REQUIRED TASKS =>
a) On the prakṛti page, which two elements is pitta associated with?
b) Quote the prakṛti page from "Which way does" to "better than another.".
c) Decide whether each statement agrees with the prakṛti page. Answer yes or no, and quote the words from the page that settle it. (i) Kapha types tend to sleep deeply. (ii) Vikṛti is fixed at birth and stays steady through life. (iii) Some prakṛti types are better than others.

EXCERPT TO READ =>
దర్శన ఆయుర్వేద Prakṛti — a self-assessment

Which way does your constitution lean?

In Ayurveda, your prakṛti is the balance of three forces — vāta, pitta, and kapha — that you were born with. It shapes how you digest, sleep, think, and fall ill. Answer twelve honest questions for a first reading of yours.

Before you begin

A note on answering honestly.

Your prakṛti is the nature you were born with — steady across your whole life. It is not a score, and no type is better than another.

Answer for how you have genuinely been over the years — not how you feel today, and not how you would like to be. Go with your first instinct; it is usually the most honest.

12 questions ~2 minutes No sign-up · nothing stored

Reference

The three doṣas.

Ayurveda reads the body through three working principles. Everyone carries all three — what differs is the proportion. These are the same tridoṣa — the three seeds — you'll find at the centre of our mark.

Vāta

Air + Space · movement

Vāta governs motion — breath, circulation, the nervous system, the coming and going of thoughts. Vāta types tend to be lean and energetic, with dry skin, cool hands, a quick mind, and an appetite and routine that vary from day to day.

Balanced: creative, adaptable, quick to learn, lively. Aggravated: anxiety, broken sleep, bloating, dryness, pain that moves. Steadied by warmth, oil, regular meals, and rest.

Pitta

Fire + Water · transformation

Pitta governs metabolism — the digestion of food, ideas, and impressions. Pitta types tend to be of medium, athletic build, with warm skin, strong appetite, sharp focus, and the drive to finish what they start.

Balanced: clear, decisive, articulate, strong digestion. Aggravated: acidity, inflammation, skin rashes, irritability, overheating. Cooled by moderation, calm, and not skipping meals.

Kapha

Earth + Water · structure

Kapha governs structure and lubrication — the build of the body, the fluid in the joints, stamina and immunity. Kapha types tend to be solid and strong, with smooth skin, deep sleep, an even temper, and steady, enduring energy.

Balanced: patient, grounded, loyal, strong stamina. Aggravated: weight gain, congestion, heaviness, lethargy, slow digestion. Lightened by movement, warmth, and lighter food.

Prakṛti and vikṛti — constitution versus current imbalance

Two terms matter here. Prakṛti is your constitution — the proportion of vāta, pitta, and kapha fixed at birth and steady through life. Vikṛti is your current state — what is disturbed right now, shifting with season, age, diet, and stress.

INFORMATION GIVEN =>

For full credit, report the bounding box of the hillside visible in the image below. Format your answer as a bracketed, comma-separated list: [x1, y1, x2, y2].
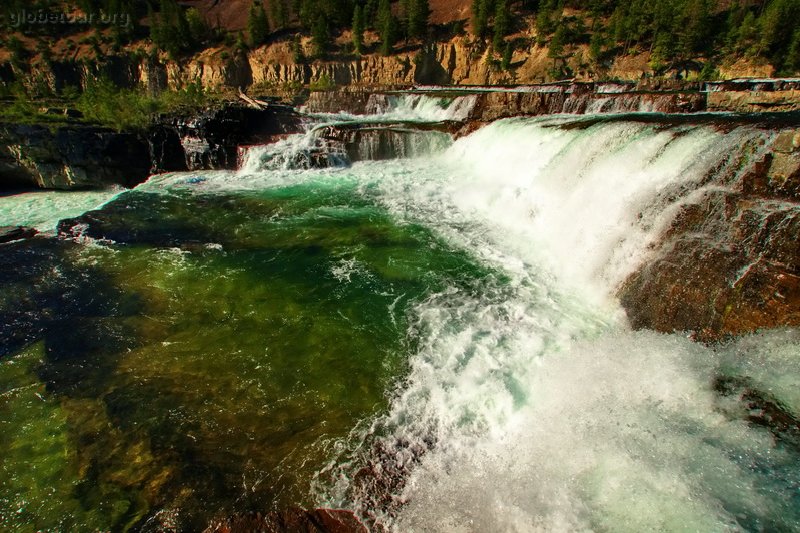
[0, 0, 800, 126]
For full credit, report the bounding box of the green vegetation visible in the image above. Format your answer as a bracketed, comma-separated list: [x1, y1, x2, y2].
[0, 79, 222, 131]
[247, 1, 269, 47]
[353, 5, 364, 55]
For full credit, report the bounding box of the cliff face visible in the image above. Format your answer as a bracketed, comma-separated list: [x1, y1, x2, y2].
[0, 125, 151, 189]
[0, 106, 300, 190]
[620, 129, 800, 341]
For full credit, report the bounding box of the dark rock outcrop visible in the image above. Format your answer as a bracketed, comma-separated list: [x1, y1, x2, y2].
[205, 509, 367, 533]
[0, 124, 151, 189]
[0, 226, 38, 244]
[620, 129, 800, 341]
[0, 105, 301, 189]
[161, 104, 302, 170]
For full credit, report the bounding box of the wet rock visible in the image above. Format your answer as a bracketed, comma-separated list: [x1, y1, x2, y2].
[0, 124, 151, 189]
[619, 130, 800, 341]
[0, 226, 38, 244]
[158, 104, 302, 170]
[205, 508, 367, 533]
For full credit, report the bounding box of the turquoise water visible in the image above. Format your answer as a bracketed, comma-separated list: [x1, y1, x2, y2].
[0, 178, 496, 530]
[0, 111, 800, 531]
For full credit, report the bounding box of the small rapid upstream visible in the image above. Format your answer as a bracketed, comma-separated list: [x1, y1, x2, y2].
[0, 96, 800, 532]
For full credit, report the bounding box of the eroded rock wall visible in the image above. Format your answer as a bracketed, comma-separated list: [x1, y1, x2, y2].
[620, 129, 800, 341]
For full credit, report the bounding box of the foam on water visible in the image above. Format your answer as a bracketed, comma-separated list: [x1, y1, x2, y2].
[304, 118, 800, 531]
[114, 117, 800, 531]
[0, 188, 124, 231]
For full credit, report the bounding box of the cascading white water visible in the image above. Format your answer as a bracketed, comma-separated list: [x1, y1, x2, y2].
[367, 94, 478, 122]
[310, 119, 800, 531]
[122, 117, 800, 532]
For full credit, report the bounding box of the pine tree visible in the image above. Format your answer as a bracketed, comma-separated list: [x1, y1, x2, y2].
[408, 0, 431, 39]
[292, 33, 306, 65]
[472, 0, 490, 38]
[311, 13, 331, 59]
[500, 41, 514, 70]
[547, 24, 566, 59]
[247, 0, 269, 48]
[589, 28, 604, 63]
[492, 0, 509, 50]
[353, 4, 364, 55]
[783, 28, 800, 76]
[186, 8, 211, 45]
[269, 0, 289, 30]
[378, 0, 397, 56]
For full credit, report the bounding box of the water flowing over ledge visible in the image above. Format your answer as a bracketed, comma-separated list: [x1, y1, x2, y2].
[0, 97, 800, 531]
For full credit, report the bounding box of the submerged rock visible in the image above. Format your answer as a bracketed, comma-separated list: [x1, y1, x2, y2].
[205, 508, 367, 533]
[0, 226, 38, 244]
[0, 124, 151, 189]
[619, 125, 800, 341]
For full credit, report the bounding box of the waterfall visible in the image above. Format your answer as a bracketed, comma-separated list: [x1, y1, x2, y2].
[314, 118, 800, 531]
[367, 94, 478, 122]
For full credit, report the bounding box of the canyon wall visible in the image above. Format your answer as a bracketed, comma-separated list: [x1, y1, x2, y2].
[619, 127, 800, 341]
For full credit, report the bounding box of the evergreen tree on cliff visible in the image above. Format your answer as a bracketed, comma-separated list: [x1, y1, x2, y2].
[472, 0, 491, 38]
[378, 0, 397, 56]
[311, 13, 331, 59]
[492, 0, 509, 50]
[408, 0, 431, 39]
[247, 0, 269, 47]
[353, 4, 364, 55]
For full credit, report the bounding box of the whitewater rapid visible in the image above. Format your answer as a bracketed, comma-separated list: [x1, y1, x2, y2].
[308, 118, 800, 531]
[4, 97, 800, 532]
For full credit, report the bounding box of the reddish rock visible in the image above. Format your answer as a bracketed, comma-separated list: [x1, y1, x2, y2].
[619, 132, 800, 342]
[205, 508, 367, 533]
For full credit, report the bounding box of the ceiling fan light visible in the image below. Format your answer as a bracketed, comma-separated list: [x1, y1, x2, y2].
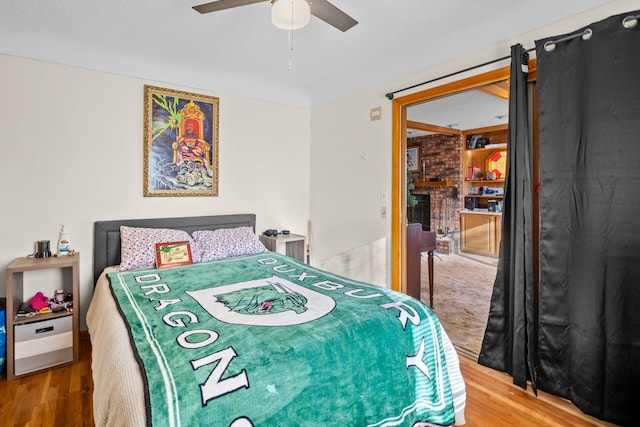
[271, 0, 311, 30]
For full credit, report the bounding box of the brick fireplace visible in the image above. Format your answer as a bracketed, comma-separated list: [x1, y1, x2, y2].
[407, 134, 464, 253]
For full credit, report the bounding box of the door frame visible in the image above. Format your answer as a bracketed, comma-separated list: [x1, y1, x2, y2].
[391, 67, 510, 293]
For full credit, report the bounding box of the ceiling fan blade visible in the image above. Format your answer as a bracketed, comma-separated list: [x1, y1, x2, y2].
[193, 0, 269, 13]
[309, 0, 358, 32]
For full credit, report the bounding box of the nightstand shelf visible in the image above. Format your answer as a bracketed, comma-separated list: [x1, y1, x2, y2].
[6, 253, 80, 380]
[260, 234, 306, 262]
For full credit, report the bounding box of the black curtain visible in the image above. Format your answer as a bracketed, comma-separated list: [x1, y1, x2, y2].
[536, 11, 640, 425]
[478, 45, 535, 390]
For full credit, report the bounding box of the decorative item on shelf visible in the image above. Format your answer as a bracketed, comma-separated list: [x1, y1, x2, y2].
[407, 170, 418, 207]
[56, 224, 71, 256]
[33, 240, 51, 258]
[467, 134, 491, 150]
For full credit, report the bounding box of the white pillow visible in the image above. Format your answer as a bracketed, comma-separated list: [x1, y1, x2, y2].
[191, 227, 267, 262]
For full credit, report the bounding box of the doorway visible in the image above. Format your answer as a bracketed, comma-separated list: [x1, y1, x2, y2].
[391, 67, 509, 358]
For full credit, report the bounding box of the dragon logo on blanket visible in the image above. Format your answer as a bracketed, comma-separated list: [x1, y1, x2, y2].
[187, 276, 336, 326]
[212, 280, 307, 314]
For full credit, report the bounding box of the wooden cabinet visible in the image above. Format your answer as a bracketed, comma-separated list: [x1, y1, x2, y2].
[460, 211, 502, 257]
[462, 125, 508, 211]
[6, 254, 80, 380]
[460, 125, 508, 257]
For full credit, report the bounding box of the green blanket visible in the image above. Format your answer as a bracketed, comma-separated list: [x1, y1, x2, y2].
[109, 252, 454, 427]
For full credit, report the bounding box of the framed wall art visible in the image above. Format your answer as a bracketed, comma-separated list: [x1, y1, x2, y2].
[407, 146, 420, 172]
[143, 85, 220, 197]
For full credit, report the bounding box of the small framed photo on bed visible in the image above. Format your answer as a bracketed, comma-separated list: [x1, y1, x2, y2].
[143, 85, 219, 197]
[156, 242, 193, 268]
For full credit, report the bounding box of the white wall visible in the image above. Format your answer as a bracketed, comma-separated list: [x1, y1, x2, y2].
[0, 0, 638, 328]
[311, 0, 639, 286]
[0, 55, 310, 328]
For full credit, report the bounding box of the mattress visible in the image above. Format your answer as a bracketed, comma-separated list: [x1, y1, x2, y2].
[87, 253, 466, 426]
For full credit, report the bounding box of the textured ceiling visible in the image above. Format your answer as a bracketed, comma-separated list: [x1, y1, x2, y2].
[0, 0, 608, 107]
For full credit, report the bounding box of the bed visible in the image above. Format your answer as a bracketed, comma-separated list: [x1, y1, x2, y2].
[87, 214, 466, 427]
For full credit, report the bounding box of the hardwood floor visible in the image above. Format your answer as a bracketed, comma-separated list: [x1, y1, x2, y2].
[0, 333, 94, 427]
[0, 333, 613, 427]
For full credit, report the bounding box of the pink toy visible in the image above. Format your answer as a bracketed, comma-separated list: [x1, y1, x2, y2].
[29, 292, 49, 311]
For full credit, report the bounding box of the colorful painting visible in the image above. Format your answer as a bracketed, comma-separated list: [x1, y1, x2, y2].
[144, 85, 219, 197]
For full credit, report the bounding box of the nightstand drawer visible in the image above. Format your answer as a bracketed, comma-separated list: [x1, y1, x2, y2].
[14, 316, 73, 375]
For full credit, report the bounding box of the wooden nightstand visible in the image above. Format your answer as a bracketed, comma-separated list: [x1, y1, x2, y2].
[260, 234, 306, 262]
[6, 253, 80, 380]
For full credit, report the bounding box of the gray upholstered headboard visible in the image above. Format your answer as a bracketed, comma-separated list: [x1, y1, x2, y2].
[93, 214, 256, 285]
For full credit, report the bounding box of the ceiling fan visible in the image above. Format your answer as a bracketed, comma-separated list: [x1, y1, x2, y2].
[193, 0, 358, 32]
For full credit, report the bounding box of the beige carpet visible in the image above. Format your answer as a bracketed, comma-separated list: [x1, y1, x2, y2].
[420, 253, 497, 357]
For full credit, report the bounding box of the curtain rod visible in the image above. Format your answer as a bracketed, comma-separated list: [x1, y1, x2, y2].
[384, 15, 640, 100]
[384, 47, 536, 100]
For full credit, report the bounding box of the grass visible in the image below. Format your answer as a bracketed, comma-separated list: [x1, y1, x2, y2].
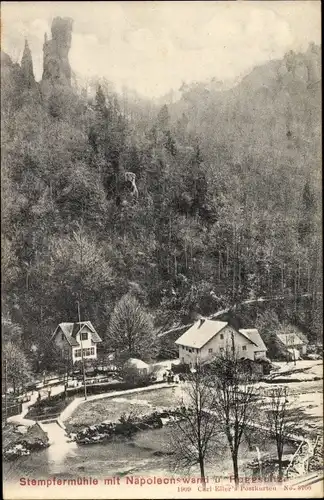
[66, 387, 185, 430]
[25, 398, 74, 420]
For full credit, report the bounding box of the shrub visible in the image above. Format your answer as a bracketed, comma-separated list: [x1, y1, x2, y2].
[171, 363, 190, 373]
[67, 377, 155, 397]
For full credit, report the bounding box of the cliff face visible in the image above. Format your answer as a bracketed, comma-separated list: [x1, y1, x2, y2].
[42, 17, 73, 86]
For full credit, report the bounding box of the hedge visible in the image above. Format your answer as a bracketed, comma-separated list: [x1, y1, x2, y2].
[67, 381, 158, 397]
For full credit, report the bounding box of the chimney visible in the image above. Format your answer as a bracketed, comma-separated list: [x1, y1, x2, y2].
[198, 317, 206, 328]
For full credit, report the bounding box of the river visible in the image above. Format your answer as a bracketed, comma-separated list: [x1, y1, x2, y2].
[3, 424, 294, 483]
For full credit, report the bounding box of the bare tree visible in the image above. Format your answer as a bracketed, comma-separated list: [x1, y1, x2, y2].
[211, 342, 256, 487]
[170, 366, 219, 486]
[267, 386, 296, 479]
[106, 294, 156, 359]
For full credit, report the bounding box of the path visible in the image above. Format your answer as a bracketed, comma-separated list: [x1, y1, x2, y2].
[60, 382, 178, 422]
[7, 385, 64, 427]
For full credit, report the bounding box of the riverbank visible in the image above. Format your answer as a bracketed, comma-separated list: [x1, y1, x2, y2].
[2, 424, 50, 461]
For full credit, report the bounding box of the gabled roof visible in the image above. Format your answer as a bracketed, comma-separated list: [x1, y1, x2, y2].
[175, 319, 228, 349]
[277, 333, 306, 347]
[53, 321, 102, 347]
[239, 328, 267, 351]
[126, 358, 149, 370]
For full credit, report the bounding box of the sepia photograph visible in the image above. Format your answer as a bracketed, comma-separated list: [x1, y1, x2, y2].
[1, 0, 323, 500]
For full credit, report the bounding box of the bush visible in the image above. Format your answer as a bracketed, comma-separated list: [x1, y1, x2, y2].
[67, 377, 155, 397]
[171, 363, 190, 374]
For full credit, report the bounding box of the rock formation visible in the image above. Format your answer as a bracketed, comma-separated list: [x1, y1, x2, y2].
[42, 17, 73, 86]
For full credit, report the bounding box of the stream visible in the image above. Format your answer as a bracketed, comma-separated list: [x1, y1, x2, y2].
[3, 423, 295, 483]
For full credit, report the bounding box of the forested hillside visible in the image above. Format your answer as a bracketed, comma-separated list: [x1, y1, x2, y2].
[1, 19, 322, 370]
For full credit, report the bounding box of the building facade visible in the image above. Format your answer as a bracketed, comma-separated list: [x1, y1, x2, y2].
[175, 319, 267, 366]
[53, 321, 102, 364]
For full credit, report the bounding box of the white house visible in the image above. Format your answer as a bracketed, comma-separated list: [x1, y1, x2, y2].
[125, 358, 150, 375]
[52, 321, 102, 363]
[175, 319, 267, 366]
[277, 330, 307, 359]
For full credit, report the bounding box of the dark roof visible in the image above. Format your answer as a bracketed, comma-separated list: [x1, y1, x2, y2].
[53, 321, 102, 347]
[239, 328, 267, 351]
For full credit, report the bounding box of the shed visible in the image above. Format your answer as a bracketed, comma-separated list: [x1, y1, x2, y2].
[125, 358, 150, 374]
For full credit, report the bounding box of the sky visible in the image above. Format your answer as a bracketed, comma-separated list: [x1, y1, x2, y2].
[1, 0, 321, 98]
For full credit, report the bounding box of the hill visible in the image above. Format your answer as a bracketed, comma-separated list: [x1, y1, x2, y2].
[1, 20, 322, 370]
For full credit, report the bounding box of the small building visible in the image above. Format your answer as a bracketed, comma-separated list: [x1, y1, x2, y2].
[277, 329, 308, 359]
[125, 358, 150, 375]
[175, 318, 267, 366]
[52, 321, 102, 363]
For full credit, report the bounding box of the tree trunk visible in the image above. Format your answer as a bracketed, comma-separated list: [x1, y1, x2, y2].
[199, 456, 206, 488]
[232, 451, 239, 490]
[277, 443, 283, 481]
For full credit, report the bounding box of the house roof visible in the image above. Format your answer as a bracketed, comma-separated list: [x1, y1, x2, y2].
[239, 328, 267, 351]
[175, 319, 228, 349]
[277, 333, 305, 347]
[53, 321, 102, 347]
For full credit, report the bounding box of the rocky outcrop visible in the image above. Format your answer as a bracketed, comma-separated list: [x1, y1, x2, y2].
[3, 424, 49, 461]
[42, 17, 73, 86]
[21, 40, 35, 88]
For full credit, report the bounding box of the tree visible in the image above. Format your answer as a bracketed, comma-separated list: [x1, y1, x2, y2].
[106, 293, 156, 359]
[211, 339, 256, 488]
[1, 316, 22, 345]
[170, 365, 220, 485]
[267, 387, 296, 480]
[2, 342, 30, 394]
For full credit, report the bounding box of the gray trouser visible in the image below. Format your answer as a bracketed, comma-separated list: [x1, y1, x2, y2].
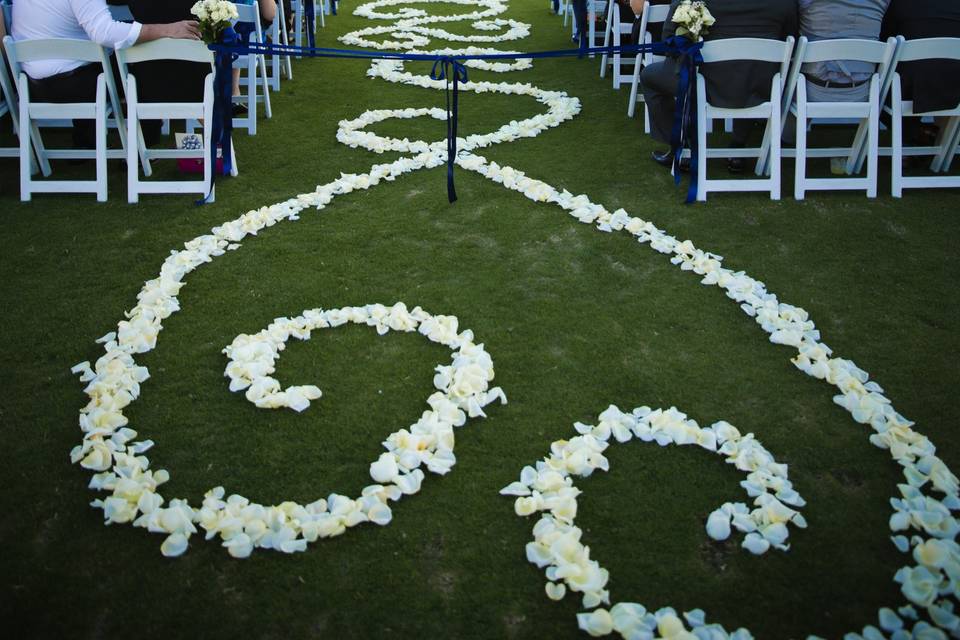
[640, 58, 756, 147]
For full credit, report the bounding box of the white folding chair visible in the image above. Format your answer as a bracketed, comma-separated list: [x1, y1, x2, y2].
[233, 4, 279, 135]
[627, 2, 670, 133]
[0, 38, 44, 176]
[781, 37, 897, 200]
[600, 2, 643, 89]
[3, 36, 127, 202]
[274, 0, 293, 80]
[557, 0, 576, 26]
[264, 2, 292, 91]
[587, 0, 613, 53]
[697, 36, 794, 202]
[116, 38, 237, 203]
[885, 36, 960, 198]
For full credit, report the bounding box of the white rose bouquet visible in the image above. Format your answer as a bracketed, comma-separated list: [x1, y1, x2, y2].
[190, 0, 237, 44]
[671, 0, 716, 42]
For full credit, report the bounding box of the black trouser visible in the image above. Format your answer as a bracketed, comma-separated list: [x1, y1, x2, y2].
[640, 58, 756, 147]
[130, 60, 210, 146]
[30, 64, 116, 149]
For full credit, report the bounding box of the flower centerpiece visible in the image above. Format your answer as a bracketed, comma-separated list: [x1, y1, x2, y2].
[671, 0, 716, 42]
[190, 0, 238, 44]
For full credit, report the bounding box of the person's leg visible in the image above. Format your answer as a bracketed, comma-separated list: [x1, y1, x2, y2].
[30, 64, 103, 149]
[640, 60, 677, 144]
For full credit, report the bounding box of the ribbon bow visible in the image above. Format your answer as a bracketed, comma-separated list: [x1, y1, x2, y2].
[430, 56, 469, 202]
[300, 0, 317, 49]
[197, 22, 242, 204]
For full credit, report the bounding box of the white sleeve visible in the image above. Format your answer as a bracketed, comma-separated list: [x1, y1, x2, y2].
[70, 0, 143, 49]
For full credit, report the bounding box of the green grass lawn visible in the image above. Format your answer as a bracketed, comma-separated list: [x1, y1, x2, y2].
[0, 0, 960, 638]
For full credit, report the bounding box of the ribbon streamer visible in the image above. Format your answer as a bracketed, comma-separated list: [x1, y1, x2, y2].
[300, 0, 317, 49]
[430, 56, 469, 202]
[196, 22, 242, 205]
[209, 40, 703, 204]
[664, 36, 703, 204]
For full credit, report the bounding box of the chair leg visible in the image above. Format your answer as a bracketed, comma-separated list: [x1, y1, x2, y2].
[247, 55, 260, 136]
[230, 137, 240, 178]
[627, 54, 641, 118]
[94, 74, 107, 202]
[940, 117, 960, 172]
[252, 56, 273, 120]
[796, 105, 807, 200]
[203, 93, 216, 202]
[692, 104, 707, 202]
[930, 117, 960, 172]
[890, 112, 903, 198]
[127, 78, 140, 204]
[868, 100, 880, 198]
[20, 76, 31, 202]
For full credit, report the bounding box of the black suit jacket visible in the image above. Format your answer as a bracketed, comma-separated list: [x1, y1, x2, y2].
[127, 0, 210, 102]
[663, 0, 800, 109]
[883, 0, 960, 112]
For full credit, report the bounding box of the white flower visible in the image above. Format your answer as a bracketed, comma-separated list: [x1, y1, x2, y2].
[577, 609, 613, 638]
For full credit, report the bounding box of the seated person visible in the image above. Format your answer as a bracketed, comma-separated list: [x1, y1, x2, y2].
[640, 0, 797, 173]
[799, 0, 890, 102]
[126, 0, 210, 105]
[630, 0, 670, 44]
[883, 0, 960, 139]
[11, 0, 200, 148]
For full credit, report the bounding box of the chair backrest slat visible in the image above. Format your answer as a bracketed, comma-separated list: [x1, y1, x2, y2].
[7, 38, 103, 64]
[117, 38, 213, 64]
[235, 3, 268, 42]
[644, 4, 670, 24]
[107, 4, 133, 22]
[702, 36, 793, 65]
[898, 38, 960, 62]
[801, 38, 888, 64]
[0, 2, 13, 33]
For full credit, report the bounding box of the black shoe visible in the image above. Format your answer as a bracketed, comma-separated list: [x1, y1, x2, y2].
[650, 149, 690, 173]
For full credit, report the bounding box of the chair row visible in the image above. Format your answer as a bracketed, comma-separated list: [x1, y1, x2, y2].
[584, 2, 960, 200]
[0, 0, 331, 202]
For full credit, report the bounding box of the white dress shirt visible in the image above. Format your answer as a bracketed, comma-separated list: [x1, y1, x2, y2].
[10, 0, 143, 80]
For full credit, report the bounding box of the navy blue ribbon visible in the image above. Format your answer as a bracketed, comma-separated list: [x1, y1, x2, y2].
[197, 22, 242, 205]
[300, 0, 317, 49]
[430, 56, 469, 202]
[209, 38, 703, 203]
[664, 36, 703, 204]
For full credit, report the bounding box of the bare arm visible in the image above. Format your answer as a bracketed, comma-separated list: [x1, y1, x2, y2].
[137, 20, 200, 44]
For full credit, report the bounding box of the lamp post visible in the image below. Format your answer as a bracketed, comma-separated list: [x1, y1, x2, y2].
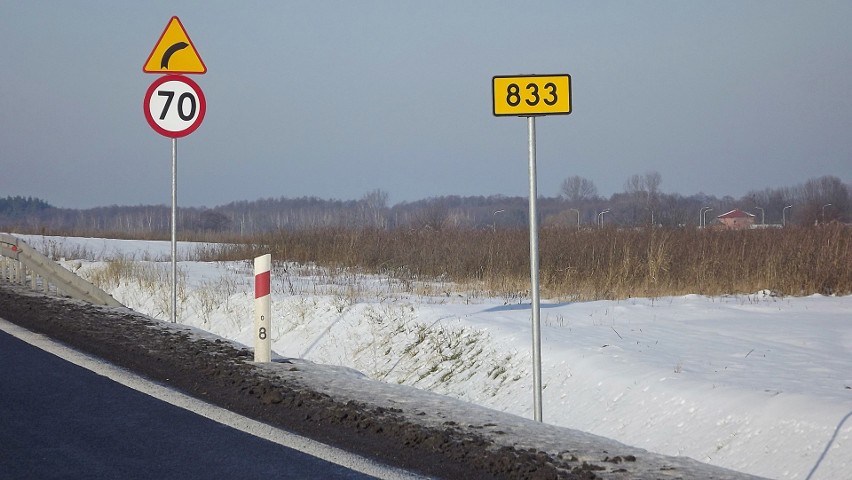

REPLIES =>
a) Fire and water.

b)
Which way does your constitution lean?

In Ayurveda, your prakṛti is the balance of three forces — vāta, pitta, and kapha — that you were born with. It shapes how you digest, sleep, think, and fall ill. Answer twelve honest questions for a first reading of yours.

Before you begin

A note on answering honestly.

Your prakṛti is the nature you were born with — steady across your whole life. It is not a score, and no type is better than another.

c)
(i) Yes: "Kapha types tend to be solid and strong, with smooth skin, deep sleep, an even temper, and steady, enduring energy."
(ii) No: "Vikṛti is your current state — what is disturbed right now, shifting with season, age, diet, and stress."
(iii) No: "It is not a score, and no type is better than another."